+++ Provided passage +++

Suppose that f(x) = (x + 1)(x − 1)^2.

In order to find the critical values we need to take the first derivative and set it equal to 0.

We have

ƒ(x) = (x+1)(x-1)²

ƒ(x) = (x+1)'∗(x-1)² + (x+1)∗((x-1)²)'

ƒ'(x) = (x-1)² + (x+1)∗2∗(x-1)

ƒ'(x) = x²-2x+1+2x²-2x+2x-2

ƒ'(x) = 3x²-2x-1

So now that we have the first derivative let's set it equal to 0.

We get

3x²-2x-1 = 0

I will be using the quadratic formula to solve for x.

Remember that the Quadratic Formula is: x = (-b±√(b2-4ac))/2a

So,

x = (2±√(4+12))/6

x = (2±√(16))/6

x = (2±4)/6

x = (1±2)/3

x = 1, -1/3

Hence, are critical values are x = 1, -1/3.

Now to find the local extrema let's take the second derivative and perform the Second Derivative Test.

Recall ƒ'(x) = 3x²-2x-1.

+++ Recorded information +++

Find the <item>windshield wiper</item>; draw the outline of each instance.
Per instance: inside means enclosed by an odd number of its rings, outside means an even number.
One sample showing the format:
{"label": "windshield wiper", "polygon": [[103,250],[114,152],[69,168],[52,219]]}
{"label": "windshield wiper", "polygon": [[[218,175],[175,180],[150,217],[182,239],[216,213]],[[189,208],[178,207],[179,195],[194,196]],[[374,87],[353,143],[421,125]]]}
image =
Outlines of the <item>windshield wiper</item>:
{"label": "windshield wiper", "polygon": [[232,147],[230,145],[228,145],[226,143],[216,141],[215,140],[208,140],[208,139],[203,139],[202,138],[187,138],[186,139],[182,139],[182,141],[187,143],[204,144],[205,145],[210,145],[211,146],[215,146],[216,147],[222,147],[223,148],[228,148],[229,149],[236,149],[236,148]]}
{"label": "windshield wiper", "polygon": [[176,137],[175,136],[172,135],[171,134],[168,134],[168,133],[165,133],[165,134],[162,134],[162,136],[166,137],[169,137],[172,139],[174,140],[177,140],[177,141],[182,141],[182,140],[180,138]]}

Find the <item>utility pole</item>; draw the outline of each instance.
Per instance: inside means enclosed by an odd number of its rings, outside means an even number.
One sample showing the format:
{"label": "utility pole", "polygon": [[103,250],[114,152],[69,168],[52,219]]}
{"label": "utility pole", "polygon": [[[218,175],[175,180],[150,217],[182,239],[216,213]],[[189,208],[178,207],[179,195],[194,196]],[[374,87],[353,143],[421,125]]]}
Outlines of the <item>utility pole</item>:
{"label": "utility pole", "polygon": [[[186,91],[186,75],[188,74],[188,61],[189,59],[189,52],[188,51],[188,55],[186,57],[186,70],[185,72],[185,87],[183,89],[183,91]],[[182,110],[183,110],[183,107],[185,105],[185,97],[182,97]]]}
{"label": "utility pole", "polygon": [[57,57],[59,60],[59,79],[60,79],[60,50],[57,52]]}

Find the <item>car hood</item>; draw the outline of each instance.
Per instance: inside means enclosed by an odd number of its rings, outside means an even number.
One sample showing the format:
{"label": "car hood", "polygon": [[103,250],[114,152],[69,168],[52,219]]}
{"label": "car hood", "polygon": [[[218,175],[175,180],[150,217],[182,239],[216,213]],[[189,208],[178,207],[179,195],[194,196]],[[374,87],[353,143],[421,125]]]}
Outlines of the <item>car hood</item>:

+++

Carry on the worked solution above on the critical values of f(x) = (x + 1)(x − 1)^2, picking up right after its last line.

So the second derivative would be,

ƒ''(x) = 6x-2.

Now we plug in the critical values and check wether they are less than or greater than 0.

Let's test x = 1,

f''(1) = 6(1)-2 = 6-2 = 4.

We know 4 > 0, so by the Second Derivative Test x = 1 is a local minima.

Now let's plug in x = -1/3,

f''(-1/3) = 6(-1/3) - 2 = -2 - 2 = -4

We know -4 < 0, so by the Second Derivative Test x = -1/3 is a local maxima.

So the final answers are,

Critical Values: x = 1, -1/3

Local Maxima: x = -1/3

Local Minima: x = 1

I hope this helps!